* **Given problem**
The line containing "Every instance of the flower" marks the start; return it and every line after it in the listing below, exactly, through the last.

* **Provided entries**
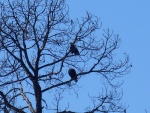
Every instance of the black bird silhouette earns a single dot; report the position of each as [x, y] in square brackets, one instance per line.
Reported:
[73, 74]
[73, 49]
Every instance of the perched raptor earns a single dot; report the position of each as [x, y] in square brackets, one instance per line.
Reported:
[73, 49]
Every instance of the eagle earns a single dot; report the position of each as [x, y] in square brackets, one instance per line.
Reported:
[73, 74]
[73, 49]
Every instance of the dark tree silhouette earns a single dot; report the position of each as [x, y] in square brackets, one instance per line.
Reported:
[35, 57]
[73, 74]
[73, 49]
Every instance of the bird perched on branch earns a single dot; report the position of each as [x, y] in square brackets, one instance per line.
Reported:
[73, 49]
[73, 74]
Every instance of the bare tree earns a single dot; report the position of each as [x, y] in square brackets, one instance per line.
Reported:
[35, 56]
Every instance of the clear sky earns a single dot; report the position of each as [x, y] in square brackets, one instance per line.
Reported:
[131, 20]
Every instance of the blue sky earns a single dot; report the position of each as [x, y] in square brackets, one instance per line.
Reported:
[131, 20]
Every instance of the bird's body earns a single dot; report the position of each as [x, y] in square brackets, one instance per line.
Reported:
[73, 49]
[73, 74]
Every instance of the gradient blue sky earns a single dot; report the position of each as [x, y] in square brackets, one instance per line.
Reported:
[131, 20]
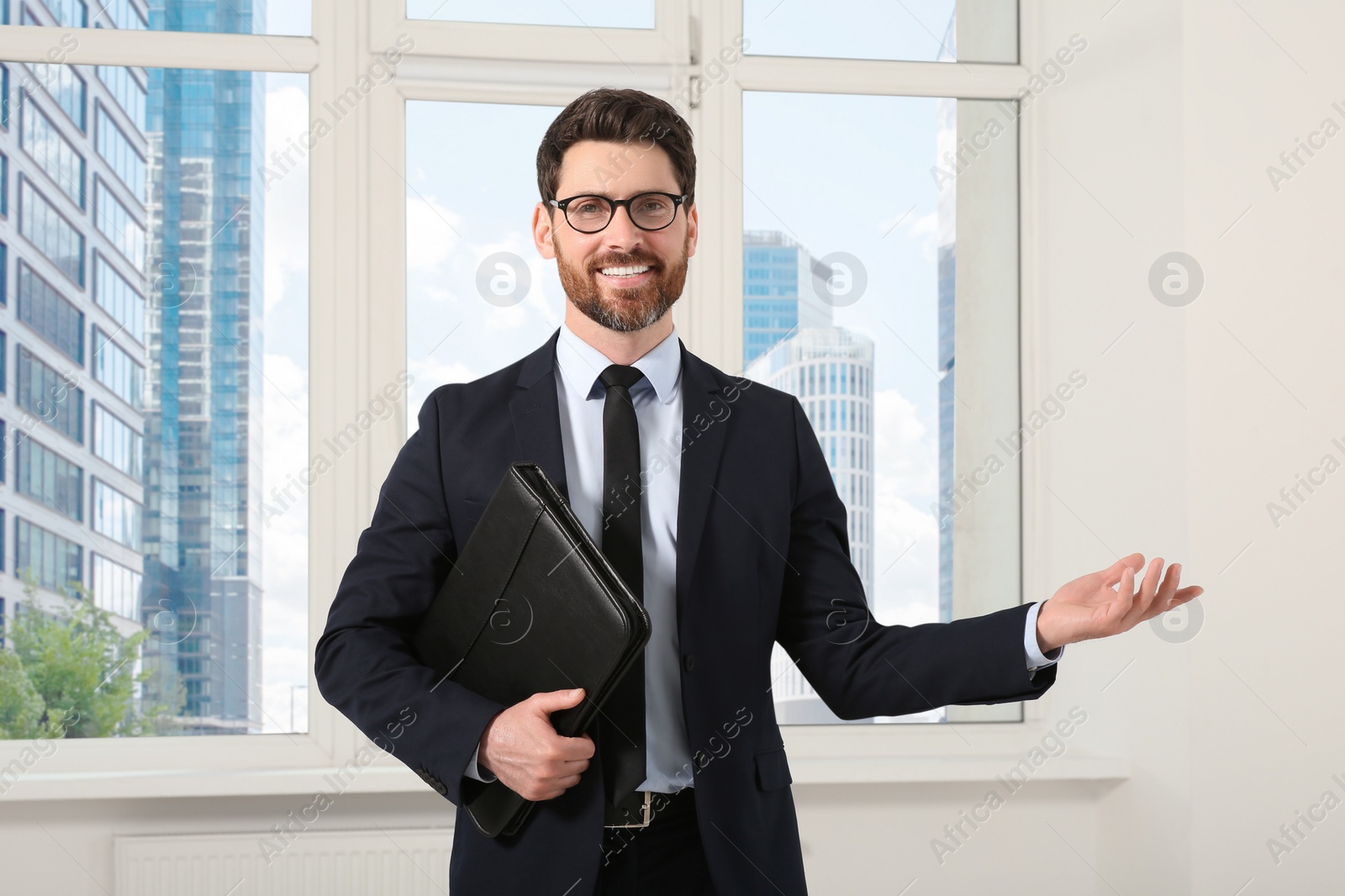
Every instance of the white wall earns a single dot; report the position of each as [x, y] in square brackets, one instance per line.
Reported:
[1194, 419]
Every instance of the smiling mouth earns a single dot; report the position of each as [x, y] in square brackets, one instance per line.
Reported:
[625, 272]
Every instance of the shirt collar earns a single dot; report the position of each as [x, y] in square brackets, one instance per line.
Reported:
[580, 365]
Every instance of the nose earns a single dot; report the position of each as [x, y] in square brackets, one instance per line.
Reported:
[620, 232]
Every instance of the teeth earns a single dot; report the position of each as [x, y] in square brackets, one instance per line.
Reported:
[625, 272]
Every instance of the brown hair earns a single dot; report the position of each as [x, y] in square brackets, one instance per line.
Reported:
[618, 116]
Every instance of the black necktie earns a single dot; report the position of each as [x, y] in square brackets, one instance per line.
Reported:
[622, 723]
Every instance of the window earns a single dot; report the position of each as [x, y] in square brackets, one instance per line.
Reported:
[121, 13]
[116, 515]
[49, 478]
[116, 588]
[50, 396]
[114, 295]
[118, 150]
[578, 13]
[116, 441]
[116, 222]
[50, 232]
[915, 30]
[197, 376]
[127, 91]
[54, 562]
[71, 13]
[53, 152]
[50, 314]
[64, 85]
[228, 374]
[116, 369]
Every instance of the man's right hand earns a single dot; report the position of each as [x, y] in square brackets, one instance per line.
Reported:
[522, 748]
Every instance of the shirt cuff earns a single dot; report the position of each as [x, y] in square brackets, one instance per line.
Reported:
[475, 772]
[1037, 660]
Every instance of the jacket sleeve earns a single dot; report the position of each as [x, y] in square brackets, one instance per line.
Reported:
[367, 667]
[858, 667]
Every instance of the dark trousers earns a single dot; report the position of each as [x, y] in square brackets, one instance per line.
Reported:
[665, 858]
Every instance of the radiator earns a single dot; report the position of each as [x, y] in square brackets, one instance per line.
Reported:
[410, 862]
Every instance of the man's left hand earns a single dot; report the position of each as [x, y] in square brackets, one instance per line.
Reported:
[1105, 603]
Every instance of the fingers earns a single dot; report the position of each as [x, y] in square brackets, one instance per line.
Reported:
[1149, 588]
[551, 701]
[1111, 575]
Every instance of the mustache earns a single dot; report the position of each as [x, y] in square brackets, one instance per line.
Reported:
[620, 261]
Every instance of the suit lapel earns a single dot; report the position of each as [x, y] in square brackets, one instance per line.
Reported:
[537, 427]
[703, 443]
[537, 414]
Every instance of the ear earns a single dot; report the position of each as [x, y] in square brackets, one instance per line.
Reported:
[693, 229]
[542, 232]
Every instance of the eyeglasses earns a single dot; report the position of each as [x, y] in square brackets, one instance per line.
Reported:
[647, 210]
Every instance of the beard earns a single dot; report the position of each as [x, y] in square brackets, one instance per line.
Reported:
[629, 308]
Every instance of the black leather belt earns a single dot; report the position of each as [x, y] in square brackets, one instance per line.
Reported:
[643, 806]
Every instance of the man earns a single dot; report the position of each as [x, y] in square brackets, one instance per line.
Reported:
[733, 540]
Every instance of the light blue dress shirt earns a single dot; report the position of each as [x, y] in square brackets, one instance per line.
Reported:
[658, 409]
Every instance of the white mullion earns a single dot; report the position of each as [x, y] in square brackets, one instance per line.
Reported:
[159, 49]
[530, 44]
[881, 77]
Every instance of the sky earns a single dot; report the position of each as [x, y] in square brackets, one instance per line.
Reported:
[871, 195]
[838, 174]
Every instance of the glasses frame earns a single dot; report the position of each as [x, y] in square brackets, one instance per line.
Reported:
[616, 203]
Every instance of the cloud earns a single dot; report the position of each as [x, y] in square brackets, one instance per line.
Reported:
[286, 542]
[286, 253]
[905, 478]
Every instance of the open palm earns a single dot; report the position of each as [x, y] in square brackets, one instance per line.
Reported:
[1106, 603]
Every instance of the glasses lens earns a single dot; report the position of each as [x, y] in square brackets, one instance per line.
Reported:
[588, 213]
[652, 210]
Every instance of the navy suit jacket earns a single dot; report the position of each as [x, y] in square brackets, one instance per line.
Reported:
[763, 557]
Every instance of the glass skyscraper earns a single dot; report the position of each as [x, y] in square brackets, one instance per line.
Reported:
[789, 343]
[203, 410]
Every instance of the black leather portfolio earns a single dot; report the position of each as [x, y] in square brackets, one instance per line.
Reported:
[531, 604]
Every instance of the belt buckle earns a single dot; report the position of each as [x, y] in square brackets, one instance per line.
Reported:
[645, 811]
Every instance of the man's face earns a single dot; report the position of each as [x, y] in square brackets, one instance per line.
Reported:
[591, 262]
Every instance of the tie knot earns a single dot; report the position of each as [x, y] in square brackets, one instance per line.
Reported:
[620, 376]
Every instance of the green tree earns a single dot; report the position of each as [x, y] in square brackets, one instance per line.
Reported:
[22, 707]
[80, 667]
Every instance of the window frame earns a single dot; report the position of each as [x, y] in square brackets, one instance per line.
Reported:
[358, 340]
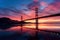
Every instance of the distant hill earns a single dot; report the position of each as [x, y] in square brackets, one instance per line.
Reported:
[6, 23]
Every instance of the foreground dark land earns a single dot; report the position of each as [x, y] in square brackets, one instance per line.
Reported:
[28, 34]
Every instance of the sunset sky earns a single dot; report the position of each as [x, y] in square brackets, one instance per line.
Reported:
[15, 8]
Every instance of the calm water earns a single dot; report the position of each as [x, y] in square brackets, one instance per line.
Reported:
[29, 30]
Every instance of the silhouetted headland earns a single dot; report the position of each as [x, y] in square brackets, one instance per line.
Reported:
[6, 23]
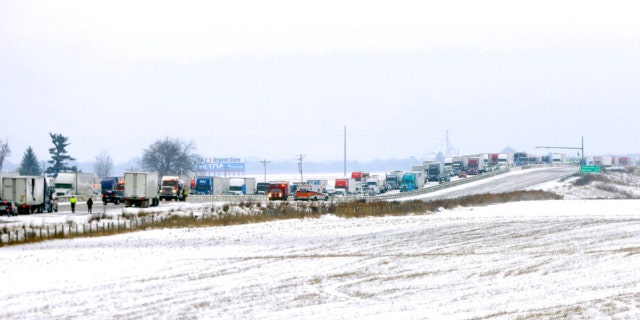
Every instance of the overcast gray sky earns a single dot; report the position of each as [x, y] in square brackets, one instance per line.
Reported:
[275, 79]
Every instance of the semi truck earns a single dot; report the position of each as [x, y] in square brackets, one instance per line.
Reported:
[25, 195]
[211, 185]
[505, 160]
[436, 172]
[493, 159]
[412, 180]
[141, 189]
[392, 180]
[557, 159]
[373, 185]
[112, 190]
[475, 165]
[173, 188]
[242, 186]
[74, 183]
[448, 166]
[317, 185]
[348, 185]
[460, 164]
[278, 191]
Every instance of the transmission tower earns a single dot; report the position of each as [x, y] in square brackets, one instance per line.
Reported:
[300, 157]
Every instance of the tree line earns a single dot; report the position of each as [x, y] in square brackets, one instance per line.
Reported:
[167, 157]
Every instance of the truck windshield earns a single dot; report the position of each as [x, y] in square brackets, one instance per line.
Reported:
[170, 183]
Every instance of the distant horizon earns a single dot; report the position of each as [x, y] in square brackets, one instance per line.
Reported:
[309, 166]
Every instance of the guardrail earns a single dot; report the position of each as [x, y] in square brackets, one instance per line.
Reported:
[439, 186]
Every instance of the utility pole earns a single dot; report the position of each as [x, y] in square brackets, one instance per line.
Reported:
[300, 157]
[264, 162]
[345, 150]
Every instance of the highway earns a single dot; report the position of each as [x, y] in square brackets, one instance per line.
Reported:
[508, 182]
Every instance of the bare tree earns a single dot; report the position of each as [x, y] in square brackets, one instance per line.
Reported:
[169, 157]
[5, 151]
[103, 165]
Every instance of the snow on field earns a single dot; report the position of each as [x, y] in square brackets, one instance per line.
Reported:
[533, 259]
[530, 260]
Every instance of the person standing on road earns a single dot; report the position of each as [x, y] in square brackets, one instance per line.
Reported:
[73, 204]
[89, 205]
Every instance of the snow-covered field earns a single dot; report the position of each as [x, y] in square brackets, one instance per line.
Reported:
[542, 259]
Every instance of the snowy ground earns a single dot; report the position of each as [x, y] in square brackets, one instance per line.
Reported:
[543, 259]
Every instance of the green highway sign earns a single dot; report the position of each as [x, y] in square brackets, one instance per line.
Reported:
[589, 168]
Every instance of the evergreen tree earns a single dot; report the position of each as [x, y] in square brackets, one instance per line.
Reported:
[29, 166]
[103, 165]
[59, 157]
[169, 157]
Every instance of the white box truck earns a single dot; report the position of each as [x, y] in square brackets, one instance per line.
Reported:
[24, 194]
[242, 186]
[141, 189]
[74, 183]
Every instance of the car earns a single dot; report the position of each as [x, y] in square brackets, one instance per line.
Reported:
[113, 196]
[6, 207]
[304, 194]
[262, 188]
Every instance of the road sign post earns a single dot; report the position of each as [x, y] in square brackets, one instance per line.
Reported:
[589, 168]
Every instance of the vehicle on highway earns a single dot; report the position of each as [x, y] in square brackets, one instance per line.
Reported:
[306, 194]
[262, 187]
[6, 207]
[278, 191]
[113, 196]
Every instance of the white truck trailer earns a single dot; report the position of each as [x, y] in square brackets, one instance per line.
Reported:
[505, 160]
[141, 189]
[25, 194]
[242, 186]
[74, 183]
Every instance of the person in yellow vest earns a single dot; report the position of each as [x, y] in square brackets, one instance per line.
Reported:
[73, 204]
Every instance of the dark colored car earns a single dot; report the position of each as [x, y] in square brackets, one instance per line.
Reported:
[6, 207]
[113, 196]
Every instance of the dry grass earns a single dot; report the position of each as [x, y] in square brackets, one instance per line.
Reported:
[102, 225]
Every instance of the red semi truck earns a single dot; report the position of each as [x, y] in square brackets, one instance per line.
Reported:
[278, 191]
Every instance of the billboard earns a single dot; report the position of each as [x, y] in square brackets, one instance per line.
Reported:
[220, 165]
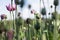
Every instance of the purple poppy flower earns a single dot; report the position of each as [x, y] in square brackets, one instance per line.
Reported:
[3, 16]
[11, 8]
[10, 35]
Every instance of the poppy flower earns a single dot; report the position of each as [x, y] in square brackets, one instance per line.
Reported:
[33, 11]
[19, 14]
[29, 6]
[37, 26]
[3, 16]
[28, 20]
[14, 7]
[10, 35]
[11, 7]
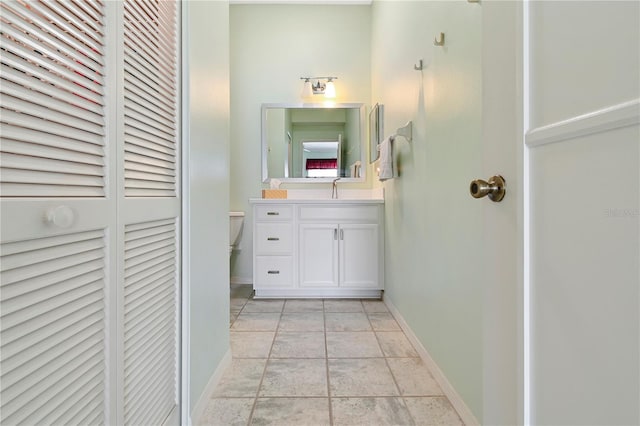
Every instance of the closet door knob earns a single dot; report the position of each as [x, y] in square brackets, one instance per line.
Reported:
[495, 188]
[60, 216]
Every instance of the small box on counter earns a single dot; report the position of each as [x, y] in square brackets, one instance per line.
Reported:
[274, 193]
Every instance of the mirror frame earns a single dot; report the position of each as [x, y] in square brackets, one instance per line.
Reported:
[364, 145]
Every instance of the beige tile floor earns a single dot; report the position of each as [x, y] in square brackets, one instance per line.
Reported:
[323, 362]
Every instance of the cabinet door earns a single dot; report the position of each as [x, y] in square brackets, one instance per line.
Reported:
[359, 255]
[318, 255]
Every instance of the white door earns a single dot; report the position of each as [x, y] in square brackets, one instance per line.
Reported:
[582, 119]
[149, 208]
[319, 255]
[89, 241]
[359, 255]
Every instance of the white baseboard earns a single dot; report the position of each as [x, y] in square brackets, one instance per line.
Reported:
[463, 411]
[241, 280]
[201, 405]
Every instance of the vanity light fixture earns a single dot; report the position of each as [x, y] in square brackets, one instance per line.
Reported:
[328, 89]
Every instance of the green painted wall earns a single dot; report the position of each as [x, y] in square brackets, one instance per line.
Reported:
[272, 46]
[433, 235]
[207, 125]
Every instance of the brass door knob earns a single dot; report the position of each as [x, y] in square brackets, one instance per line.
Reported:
[495, 188]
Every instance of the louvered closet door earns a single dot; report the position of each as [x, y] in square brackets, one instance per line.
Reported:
[57, 224]
[150, 209]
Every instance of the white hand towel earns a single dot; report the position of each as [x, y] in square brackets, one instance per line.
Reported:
[385, 170]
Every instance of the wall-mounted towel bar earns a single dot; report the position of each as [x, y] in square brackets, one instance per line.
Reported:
[406, 131]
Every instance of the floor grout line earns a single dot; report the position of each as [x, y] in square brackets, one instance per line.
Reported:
[330, 397]
[264, 372]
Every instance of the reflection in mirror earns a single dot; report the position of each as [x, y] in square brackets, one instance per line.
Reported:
[306, 143]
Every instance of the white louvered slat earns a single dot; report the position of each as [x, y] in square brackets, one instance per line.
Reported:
[52, 330]
[31, 122]
[52, 88]
[47, 45]
[28, 190]
[138, 122]
[150, 98]
[66, 81]
[22, 162]
[163, 42]
[91, 390]
[138, 88]
[78, 23]
[35, 84]
[32, 150]
[150, 321]
[35, 141]
[46, 113]
[22, 176]
[77, 49]
[150, 144]
[19, 58]
[21, 99]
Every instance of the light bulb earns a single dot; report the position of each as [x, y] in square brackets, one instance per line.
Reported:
[330, 90]
[307, 92]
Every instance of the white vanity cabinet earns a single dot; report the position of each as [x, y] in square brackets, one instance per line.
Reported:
[336, 248]
[273, 246]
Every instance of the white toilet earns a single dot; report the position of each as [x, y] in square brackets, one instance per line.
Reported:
[235, 225]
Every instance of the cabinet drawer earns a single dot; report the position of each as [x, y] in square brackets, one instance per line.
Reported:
[274, 271]
[274, 238]
[350, 213]
[269, 212]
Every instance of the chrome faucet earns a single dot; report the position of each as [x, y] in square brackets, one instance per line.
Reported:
[334, 191]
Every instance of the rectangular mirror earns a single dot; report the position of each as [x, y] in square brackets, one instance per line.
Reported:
[313, 142]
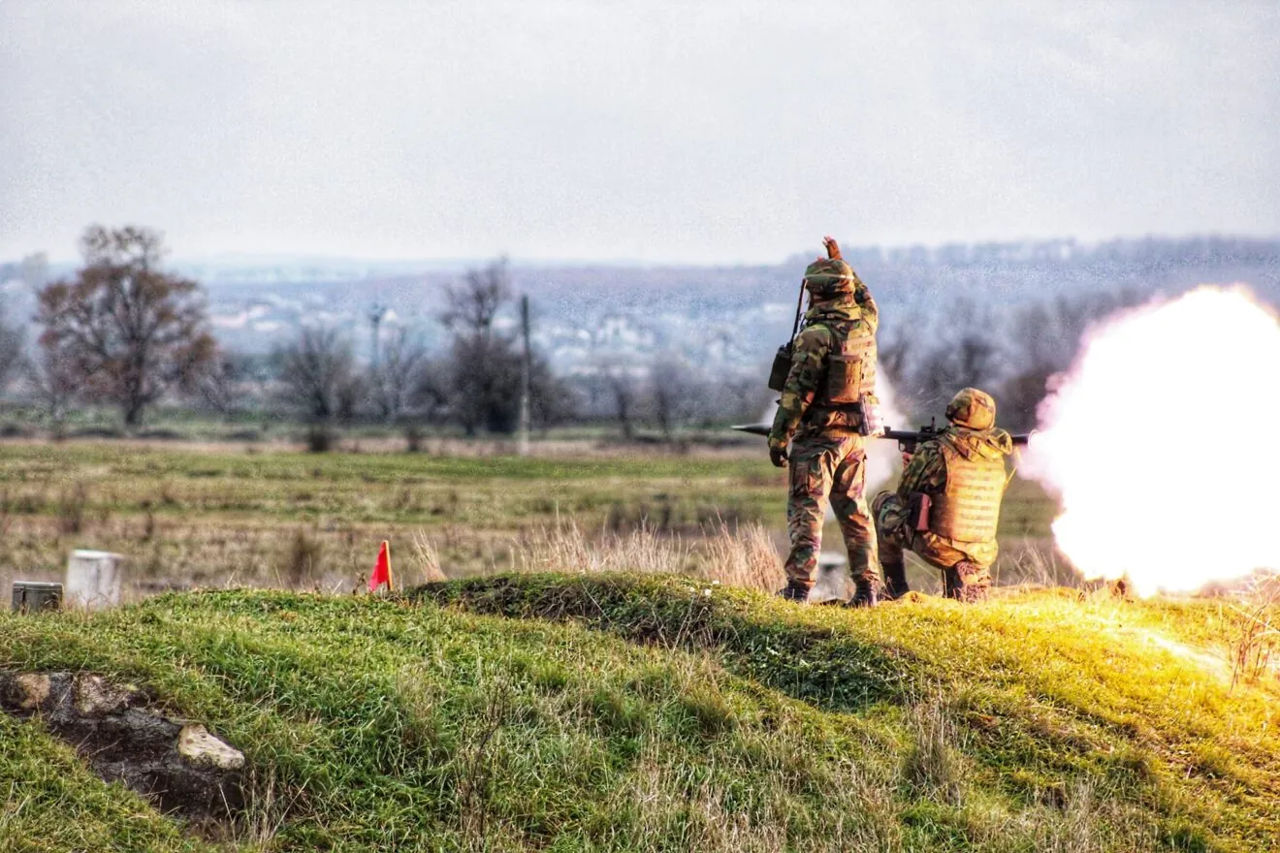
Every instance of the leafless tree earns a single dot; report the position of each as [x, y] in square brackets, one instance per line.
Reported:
[620, 389]
[316, 374]
[396, 375]
[126, 331]
[673, 393]
[53, 382]
[484, 365]
[10, 351]
[474, 302]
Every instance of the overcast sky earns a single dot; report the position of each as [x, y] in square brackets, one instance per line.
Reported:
[656, 131]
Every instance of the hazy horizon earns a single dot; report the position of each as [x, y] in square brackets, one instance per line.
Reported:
[654, 133]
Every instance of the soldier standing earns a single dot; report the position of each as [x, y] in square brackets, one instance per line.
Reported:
[824, 414]
[947, 505]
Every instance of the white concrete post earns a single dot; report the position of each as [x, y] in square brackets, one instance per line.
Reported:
[94, 579]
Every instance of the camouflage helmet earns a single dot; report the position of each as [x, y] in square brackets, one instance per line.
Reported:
[827, 277]
[972, 409]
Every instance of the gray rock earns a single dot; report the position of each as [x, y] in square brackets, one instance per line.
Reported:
[201, 748]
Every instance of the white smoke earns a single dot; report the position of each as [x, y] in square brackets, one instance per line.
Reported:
[1159, 442]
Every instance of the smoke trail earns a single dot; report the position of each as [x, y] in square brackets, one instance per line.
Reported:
[1160, 443]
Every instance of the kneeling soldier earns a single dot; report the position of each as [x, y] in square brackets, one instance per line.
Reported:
[947, 505]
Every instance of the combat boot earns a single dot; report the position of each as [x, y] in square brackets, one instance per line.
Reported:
[864, 594]
[895, 579]
[795, 592]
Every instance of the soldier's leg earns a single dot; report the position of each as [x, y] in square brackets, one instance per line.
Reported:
[892, 532]
[849, 501]
[967, 582]
[812, 466]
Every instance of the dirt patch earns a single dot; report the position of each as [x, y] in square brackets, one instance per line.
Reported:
[176, 763]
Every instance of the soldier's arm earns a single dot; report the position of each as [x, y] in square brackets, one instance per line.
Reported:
[923, 471]
[863, 296]
[808, 357]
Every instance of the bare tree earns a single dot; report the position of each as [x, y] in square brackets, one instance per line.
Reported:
[474, 302]
[316, 374]
[618, 382]
[128, 332]
[53, 382]
[10, 351]
[673, 393]
[397, 374]
[484, 366]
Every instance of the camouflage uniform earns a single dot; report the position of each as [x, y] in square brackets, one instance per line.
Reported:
[964, 556]
[827, 456]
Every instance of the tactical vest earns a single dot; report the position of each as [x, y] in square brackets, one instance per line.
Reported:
[968, 510]
[850, 366]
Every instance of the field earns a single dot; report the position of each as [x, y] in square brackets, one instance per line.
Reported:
[224, 515]
[621, 712]
[580, 658]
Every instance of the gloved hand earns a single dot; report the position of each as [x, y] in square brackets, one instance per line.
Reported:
[778, 455]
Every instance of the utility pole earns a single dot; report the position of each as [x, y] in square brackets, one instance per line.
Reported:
[525, 368]
[375, 319]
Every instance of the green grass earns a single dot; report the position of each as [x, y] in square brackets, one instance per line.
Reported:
[656, 714]
[216, 515]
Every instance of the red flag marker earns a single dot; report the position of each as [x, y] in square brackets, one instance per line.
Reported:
[382, 571]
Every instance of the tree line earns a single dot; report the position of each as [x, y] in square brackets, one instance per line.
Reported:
[123, 332]
[126, 333]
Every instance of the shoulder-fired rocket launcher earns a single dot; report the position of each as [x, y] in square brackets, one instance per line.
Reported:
[906, 438]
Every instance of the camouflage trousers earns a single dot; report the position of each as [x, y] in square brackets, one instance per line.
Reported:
[965, 576]
[828, 465]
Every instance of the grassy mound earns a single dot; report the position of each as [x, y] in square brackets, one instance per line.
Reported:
[656, 714]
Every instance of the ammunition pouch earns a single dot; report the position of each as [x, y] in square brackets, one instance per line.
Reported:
[918, 511]
[844, 379]
[862, 415]
[850, 368]
[968, 510]
[781, 368]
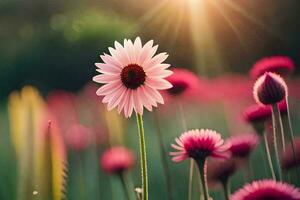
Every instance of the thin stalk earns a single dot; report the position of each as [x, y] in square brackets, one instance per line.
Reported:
[226, 189]
[122, 177]
[291, 131]
[275, 122]
[281, 130]
[191, 173]
[267, 151]
[163, 158]
[201, 165]
[143, 156]
[191, 169]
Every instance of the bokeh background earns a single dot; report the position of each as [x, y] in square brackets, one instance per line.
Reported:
[53, 45]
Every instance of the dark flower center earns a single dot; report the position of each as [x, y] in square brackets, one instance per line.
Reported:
[178, 87]
[133, 76]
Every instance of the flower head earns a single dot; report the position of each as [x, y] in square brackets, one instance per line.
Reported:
[116, 160]
[243, 145]
[199, 144]
[278, 64]
[184, 82]
[267, 189]
[291, 158]
[257, 113]
[270, 88]
[132, 77]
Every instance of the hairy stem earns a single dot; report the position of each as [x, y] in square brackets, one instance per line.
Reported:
[143, 157]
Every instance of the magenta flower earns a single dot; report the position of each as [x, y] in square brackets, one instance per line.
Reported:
[199, 144]
[278, 64]
[267, 189]
[185, 83]
[243, 145]
[132, 77]
[117, 160]
[269, 89]
[257, 113]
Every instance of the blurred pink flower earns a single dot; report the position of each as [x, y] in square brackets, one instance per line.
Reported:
[257, 113]
[270, 88]
[278, 64]
[288, 160]
[78, 137]
[132, 77]
[242, 145]
[117, 160]
[267, 189]
[185, 83]
[261, 113]
[199, 144]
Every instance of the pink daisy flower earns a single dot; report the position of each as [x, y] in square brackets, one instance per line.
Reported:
[117, 159]
[199, 144]
[278, 64]
[267, 189]
[269, 89]
[132, 77]
[243, 145]
[185, 83]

* **Response to the exercise**
Every instance of the flower head earns a single dot; report the position of each as [x, y] in square brackets, one instance per line.
Reported:
[116, 160]
[243, 145]
[199, 144]
[278, 64]
[184, 82]
[267, 189]
[291, 158]
[257, 113]
[270, 88]
[132, 77]
Every instance of the hairy stem earns a single dot; report the position of each as [x, y] in square brackets, one instance per line.
Reported:
[143, 157]
Every instance of the magenta flower earns a single dot; report the position of each as [x, y] in square brackets, one instance per line.
Reported:
[199, 144]
[278, 64]
[267, 189]
[185, 83]
[243, 145]
[132, 77]
[117, 160]
[269, 89]
[257, 113]
Every instance of the blurred pink flower earns a single dot; report the position of each as [x, y] in square brackets, one instance per line.
Reported:
[257, 113]
[270, 88]
[278, 64]
[288, 160]
[78, 137]
[132, 77]
[242, 145]
[117, 160]
[267, 189]
[185, 83]
[261, 113]
[199, 144]
Every instance of the pink daisy flower earns a single dot; report the position of each as [x, y] in square brackets, one instance per line.
Reported:
[117, 159]
[199, 144]
[278, 64]
[267, 189]
[269, 89]
[132, 77]
[243, 145]
[185, 83]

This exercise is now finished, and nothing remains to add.